### What you should do
The required output is a number: how many lines of the data below include the string "sign".

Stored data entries
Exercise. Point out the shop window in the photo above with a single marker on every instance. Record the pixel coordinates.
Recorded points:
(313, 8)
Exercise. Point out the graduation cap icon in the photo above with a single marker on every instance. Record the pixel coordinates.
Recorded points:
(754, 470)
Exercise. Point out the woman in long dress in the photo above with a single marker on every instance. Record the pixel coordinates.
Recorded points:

...

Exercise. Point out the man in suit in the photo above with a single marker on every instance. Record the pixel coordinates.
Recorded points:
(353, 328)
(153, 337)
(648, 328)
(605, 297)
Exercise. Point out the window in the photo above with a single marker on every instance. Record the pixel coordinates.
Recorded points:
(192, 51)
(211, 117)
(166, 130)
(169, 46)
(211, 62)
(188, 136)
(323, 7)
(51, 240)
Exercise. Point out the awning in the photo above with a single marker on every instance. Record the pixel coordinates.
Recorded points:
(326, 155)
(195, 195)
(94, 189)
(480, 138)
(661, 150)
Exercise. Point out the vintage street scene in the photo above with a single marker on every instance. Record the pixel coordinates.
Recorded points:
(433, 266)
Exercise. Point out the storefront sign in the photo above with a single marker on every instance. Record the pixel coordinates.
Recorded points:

==

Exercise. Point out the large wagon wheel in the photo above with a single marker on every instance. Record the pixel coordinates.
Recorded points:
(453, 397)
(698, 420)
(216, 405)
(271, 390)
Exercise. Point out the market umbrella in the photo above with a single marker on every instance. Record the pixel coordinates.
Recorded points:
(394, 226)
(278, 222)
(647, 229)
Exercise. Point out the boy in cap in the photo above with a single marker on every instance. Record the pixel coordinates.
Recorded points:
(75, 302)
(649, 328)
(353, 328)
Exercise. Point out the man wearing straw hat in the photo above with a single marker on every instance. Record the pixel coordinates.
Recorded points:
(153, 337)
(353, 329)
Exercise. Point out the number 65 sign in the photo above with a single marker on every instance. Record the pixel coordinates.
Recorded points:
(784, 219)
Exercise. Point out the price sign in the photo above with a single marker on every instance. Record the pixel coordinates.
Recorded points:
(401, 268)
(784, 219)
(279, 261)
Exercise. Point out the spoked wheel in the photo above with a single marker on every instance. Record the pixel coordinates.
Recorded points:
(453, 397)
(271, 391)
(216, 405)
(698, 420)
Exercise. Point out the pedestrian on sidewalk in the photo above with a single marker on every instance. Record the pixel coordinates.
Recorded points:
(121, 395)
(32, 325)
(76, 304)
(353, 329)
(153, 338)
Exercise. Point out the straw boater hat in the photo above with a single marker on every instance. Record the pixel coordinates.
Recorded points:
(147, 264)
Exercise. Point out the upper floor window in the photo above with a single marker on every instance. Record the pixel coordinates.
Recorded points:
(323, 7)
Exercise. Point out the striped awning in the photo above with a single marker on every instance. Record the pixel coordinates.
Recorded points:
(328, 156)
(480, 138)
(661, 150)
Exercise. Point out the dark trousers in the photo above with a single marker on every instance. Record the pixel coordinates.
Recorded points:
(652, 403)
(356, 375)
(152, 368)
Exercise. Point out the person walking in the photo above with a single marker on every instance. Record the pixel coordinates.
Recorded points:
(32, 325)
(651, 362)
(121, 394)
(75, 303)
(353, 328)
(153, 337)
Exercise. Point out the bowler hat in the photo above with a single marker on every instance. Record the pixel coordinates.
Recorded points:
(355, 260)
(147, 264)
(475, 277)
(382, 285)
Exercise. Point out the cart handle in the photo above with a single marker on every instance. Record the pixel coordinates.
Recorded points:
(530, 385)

### Your solution
3